Directive
Give all of the lines again, with nothing added or dropped.
•••
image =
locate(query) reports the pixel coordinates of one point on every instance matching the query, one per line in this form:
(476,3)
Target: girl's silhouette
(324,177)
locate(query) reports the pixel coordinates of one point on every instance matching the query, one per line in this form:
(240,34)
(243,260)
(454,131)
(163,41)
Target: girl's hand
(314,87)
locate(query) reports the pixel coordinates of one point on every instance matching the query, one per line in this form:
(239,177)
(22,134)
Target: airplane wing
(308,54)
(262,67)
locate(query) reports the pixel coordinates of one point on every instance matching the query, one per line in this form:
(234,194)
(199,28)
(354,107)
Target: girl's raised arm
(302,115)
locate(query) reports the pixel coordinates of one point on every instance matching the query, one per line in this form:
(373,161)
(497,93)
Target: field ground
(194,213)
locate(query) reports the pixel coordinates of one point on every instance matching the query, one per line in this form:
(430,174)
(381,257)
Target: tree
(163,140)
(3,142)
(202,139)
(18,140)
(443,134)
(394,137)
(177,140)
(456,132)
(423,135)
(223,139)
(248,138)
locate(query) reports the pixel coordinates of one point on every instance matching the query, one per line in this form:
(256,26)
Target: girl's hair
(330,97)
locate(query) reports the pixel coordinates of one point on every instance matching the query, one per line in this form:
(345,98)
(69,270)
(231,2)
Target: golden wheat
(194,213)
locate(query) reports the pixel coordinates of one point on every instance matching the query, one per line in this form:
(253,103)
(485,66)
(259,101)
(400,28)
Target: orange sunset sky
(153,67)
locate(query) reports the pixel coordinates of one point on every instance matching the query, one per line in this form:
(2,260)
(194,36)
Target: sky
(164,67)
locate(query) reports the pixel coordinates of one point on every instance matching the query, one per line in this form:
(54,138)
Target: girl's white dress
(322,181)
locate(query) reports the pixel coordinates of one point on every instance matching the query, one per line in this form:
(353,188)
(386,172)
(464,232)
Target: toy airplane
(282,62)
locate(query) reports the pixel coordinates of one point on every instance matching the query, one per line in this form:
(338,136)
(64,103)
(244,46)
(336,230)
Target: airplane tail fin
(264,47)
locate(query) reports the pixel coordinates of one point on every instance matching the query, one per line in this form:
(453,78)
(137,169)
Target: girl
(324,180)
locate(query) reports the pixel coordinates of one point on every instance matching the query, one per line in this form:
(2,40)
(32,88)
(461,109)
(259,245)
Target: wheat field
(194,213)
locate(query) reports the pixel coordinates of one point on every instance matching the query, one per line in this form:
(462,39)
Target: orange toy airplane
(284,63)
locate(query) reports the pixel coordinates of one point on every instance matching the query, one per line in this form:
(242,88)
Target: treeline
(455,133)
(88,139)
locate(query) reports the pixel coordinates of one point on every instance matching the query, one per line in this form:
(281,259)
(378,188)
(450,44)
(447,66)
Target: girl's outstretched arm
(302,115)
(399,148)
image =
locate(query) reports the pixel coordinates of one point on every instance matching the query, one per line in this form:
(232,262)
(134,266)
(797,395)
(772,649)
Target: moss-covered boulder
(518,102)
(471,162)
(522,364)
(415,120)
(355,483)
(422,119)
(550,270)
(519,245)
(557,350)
•••
Response to this task
image =
locate(query) reports the pixel coordinates of one point on every instance matching the query, one per line in this form:
(476,3)
Target: girl's silhouette
(324,177)
locate(query) reports the pixel coordinates of one point on every instance matching the query, one per line in this form:
(240,34)
(243,260)
(454,131)
(163,41)
Target: girl's hand
(314,87)
locate(query) reports the pixel coordinates of one point on every instance matching the query, one per line in this form:
(239,177)
(22,134)
Target: airplane wing
(308,54)
(262,67)
locate(query) reports the pixel coordinates of one point on every instance matching the query, one per line in this form:
(234,194)
(199,28)
(354,107)
Target: girl's raised arm
(302,115)
locate(query) reports the pixel coordinates of one point on every instance matching the query, one per line in this form:
(373,161)
(497,93)
Target: field ground
(194,213)
locate(query) reports the pixel coordinates of one point on every instance matching the query, one per line in this form:
(430,174)
(381,257)
Target: tree
(163,140)
(3,142)
(202,139)
(18,140)
(443,134)
(394,137)
(177,140)
(456,132)
(423,135)
(223,139)
(248,138)
locate(query) reports the pixel coordinates of one point on every instance matching the query, one per line in this form:
(256,26)
Target: girl's hair
(330,97)
locate(query) reports the pixel coordinates of one point on every instance matching the query, one per line in this form:
(345,98)
(69,270)
(231,2)
Target: golden wheat
(194,213)
locate(query) reports the pixel coordinates of one point on every instance matching the query, one per line in this form:
(253,103)
(485,66)
(259,101)
(400,28)
Target: orange sunset sky
(153,67)
locate(query) reports the pixel coordinates of one point on every instance matching the query, one per line in this form:
(2,260)
(194,36)
Target: sky
(164,67)
locate(query) reports the pixel coordinates of one point on every instance matching the query, one per line in this form:
(54,138)
Target: girl's white dress
(322,181)
locate(query) reports the pixel coordinates of one point on every instance matching the query, one per line in this form:
(353,188)
(386,172)
(464,232)
Target: toy airplane
(282,62)
locate(query) reports the pixel coordinates of one point on every instance matching the query, one per line in this form:
(338,136)
(64,103)
(244,46)
(336,230)
Target: airplane tail fin
(264,47)
locate(query) reports the pixel coordinates of one point on every instance matching the query, one per line in this form:
(453,78)
(137,169)
Target: girl
(324,180)
locate(query) reports the pixel coordinates of one point on every instance matching the query, one per line in this form:
(2,40)
(32,88)
(461,109)
(259,245)
Target: wheat field
(194,213)
locate(query) reports the pixel coordinates of one point on every instance matching the query, one per line in this form:
(462,39)
Target: orange toy airplane
(284,63)
locate(query) reports the pixel coordinates of one point on every instance matching the query, one per line in this form:
(242,88)
Target: treeline
(455,133)
(88,139)
locate(query) reports the pixel coordinates of one point on every instance matching the query, one per line in this form:
(281,259)
(378,188)
(450,44)
(447,66)
Target: girl's outstretched arm
(302,115)
(399,148)
image =
locate(query) reports the pixel coordinates of one point on every instance matching the query, one per line in this form:
(232,262)
(134,266)
(797,395)
(772,649)
Target: moss-covered boulder
(518,102)
(471,162)
(522,364)
(415,120)
(355,483)
(422,119)
(550,270)
(519,245)
(557,350)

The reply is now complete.